Recorded data:
--------
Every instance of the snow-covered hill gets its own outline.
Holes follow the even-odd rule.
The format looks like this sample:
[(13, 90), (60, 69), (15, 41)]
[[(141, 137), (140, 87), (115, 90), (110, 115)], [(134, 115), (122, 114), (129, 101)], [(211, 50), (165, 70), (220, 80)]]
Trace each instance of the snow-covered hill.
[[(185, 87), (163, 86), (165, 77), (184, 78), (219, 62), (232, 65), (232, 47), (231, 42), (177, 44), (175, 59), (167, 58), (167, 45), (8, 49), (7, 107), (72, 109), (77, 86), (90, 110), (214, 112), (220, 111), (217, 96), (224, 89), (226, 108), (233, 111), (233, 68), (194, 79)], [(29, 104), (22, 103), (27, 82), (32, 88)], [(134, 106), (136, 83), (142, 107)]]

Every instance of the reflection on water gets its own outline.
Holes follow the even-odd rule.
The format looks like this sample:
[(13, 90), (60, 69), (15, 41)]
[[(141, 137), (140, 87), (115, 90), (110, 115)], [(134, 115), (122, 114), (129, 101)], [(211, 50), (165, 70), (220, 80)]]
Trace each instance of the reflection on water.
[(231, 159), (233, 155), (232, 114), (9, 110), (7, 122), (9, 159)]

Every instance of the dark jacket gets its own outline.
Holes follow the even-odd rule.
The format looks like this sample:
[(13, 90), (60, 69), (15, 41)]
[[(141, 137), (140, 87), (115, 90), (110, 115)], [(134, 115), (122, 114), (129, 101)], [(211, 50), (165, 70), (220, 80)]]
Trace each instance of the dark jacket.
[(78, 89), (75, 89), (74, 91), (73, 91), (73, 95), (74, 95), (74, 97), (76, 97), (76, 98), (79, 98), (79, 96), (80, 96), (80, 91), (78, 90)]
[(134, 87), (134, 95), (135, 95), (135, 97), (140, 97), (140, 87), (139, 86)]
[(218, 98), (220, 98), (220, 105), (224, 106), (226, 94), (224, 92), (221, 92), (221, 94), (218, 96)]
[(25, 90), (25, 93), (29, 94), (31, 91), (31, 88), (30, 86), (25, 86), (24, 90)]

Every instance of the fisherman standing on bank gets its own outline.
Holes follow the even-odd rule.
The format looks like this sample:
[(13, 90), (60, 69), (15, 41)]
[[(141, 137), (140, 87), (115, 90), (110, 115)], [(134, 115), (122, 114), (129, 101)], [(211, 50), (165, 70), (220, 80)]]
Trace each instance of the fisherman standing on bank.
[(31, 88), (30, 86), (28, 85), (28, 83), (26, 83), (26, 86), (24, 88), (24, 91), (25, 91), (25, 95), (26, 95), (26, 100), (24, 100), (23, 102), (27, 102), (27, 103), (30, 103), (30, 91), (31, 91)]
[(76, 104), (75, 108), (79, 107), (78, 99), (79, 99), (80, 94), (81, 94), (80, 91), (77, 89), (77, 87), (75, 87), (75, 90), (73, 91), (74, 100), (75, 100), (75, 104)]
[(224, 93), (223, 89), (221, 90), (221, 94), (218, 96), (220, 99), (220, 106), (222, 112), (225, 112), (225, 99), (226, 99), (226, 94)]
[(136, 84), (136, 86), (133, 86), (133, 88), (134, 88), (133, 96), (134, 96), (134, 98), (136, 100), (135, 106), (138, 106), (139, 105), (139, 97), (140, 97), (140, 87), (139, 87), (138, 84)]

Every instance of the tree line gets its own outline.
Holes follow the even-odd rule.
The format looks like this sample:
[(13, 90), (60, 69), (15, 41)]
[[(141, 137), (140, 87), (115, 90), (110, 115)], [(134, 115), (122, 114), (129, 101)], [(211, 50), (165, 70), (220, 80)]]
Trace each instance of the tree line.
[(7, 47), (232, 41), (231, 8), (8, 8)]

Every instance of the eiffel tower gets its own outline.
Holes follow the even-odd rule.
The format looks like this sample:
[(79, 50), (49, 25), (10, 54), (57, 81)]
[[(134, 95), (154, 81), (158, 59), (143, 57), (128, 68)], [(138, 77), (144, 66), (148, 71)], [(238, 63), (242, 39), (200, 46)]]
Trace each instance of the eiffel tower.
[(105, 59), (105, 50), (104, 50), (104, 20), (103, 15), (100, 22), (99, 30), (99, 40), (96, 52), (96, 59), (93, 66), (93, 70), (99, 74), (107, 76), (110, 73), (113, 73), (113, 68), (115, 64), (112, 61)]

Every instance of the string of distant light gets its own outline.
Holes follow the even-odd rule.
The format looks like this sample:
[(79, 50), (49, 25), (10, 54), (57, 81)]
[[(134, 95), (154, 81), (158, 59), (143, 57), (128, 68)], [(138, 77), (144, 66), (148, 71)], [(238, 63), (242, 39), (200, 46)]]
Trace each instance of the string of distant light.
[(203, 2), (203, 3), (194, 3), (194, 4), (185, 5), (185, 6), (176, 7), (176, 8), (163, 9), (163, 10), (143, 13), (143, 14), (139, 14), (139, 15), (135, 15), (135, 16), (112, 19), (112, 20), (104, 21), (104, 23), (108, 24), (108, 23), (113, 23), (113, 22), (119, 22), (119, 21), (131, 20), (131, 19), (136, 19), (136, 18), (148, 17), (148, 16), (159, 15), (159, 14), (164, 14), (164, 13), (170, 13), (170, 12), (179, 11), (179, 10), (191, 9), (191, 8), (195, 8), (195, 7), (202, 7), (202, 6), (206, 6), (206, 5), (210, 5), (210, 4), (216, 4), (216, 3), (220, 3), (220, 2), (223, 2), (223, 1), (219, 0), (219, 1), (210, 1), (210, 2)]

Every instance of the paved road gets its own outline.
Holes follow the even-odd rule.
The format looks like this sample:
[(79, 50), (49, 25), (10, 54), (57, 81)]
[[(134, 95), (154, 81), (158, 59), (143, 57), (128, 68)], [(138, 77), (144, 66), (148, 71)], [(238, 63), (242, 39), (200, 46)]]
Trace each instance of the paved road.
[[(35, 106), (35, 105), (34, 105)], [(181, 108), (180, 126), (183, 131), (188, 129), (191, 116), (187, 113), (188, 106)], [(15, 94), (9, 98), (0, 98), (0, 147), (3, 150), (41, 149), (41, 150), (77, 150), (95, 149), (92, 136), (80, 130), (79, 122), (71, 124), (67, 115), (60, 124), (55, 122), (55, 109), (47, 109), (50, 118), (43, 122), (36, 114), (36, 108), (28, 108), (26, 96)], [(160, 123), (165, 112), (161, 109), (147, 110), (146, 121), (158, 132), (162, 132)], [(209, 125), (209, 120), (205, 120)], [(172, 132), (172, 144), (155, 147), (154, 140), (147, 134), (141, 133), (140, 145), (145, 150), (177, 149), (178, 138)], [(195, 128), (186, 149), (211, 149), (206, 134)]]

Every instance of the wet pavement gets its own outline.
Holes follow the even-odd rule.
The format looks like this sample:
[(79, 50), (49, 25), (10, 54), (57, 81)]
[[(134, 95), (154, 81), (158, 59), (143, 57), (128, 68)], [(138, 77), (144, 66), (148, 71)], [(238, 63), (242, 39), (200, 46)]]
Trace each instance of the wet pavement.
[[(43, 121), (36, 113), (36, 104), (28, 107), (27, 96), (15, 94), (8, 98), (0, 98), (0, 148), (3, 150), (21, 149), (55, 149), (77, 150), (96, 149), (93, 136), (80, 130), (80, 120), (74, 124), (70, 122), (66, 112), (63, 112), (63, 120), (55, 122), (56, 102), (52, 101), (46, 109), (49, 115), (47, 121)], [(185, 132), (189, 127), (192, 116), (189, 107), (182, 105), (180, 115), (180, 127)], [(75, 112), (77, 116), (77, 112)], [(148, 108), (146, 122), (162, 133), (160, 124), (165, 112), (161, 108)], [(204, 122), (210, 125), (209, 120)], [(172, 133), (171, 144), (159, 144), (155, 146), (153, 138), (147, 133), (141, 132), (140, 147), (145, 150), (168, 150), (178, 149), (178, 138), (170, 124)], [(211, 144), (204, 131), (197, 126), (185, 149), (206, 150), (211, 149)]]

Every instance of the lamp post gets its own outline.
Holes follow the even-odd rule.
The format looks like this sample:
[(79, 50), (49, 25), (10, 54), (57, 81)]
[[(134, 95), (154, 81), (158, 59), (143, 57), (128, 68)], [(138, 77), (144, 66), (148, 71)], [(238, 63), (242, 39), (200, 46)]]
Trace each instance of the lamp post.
--------
EXERCISE INSTRUCTIONS - Please count the lines of the records that contain the string "post" and give only that number.

WRITTEN ANSWER - 2